____ Fragment dokumentu
Spotkanie z szefową Komisji Europejskiej Ursulą von der Leyen spełniło nasze oczekiwania w ogromnej liczbie spraw; wszystkie sprawy, które omawialiśmy, były właściwie w pełni zgodne z naszą polityką prowadzoną w Polsce - podkreślił w czwartek premier Mateusz Morawiecki. Spotkanie trwało ponad dwa razy dłużej niż zaplanowano, czyli łącznie ponad dwie godziny. Jak podkreśla strona rządowa, rozmowy były bardzo merytoryczne, poświęcone nie tylko personaliom, ale przede wszystkim strategicznym celom UE.
Spotkanie spełniło nasze oczekiwania w ogromnej liczbie spraw
— oświadczył Morawiecki po rozmowach z nową szefową KE.
Jak poinformował, omówione zostało „wiele spraw (…) dotyczących funkcjonowania każdego z krajów członkowskich w ramach UE”.
________
Ile trwało spotkanie premiera z szefową Komisji Europejskiej według fragmentu dokumentu?
____ Surowe dane
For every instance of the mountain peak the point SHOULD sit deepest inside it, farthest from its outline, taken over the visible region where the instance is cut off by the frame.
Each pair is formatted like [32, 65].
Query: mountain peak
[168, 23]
________
- Poprawna odpowiedź
Łącznie ponad dwie godziny, czyli ponad dwa razy dłużej, niż zaplanowano.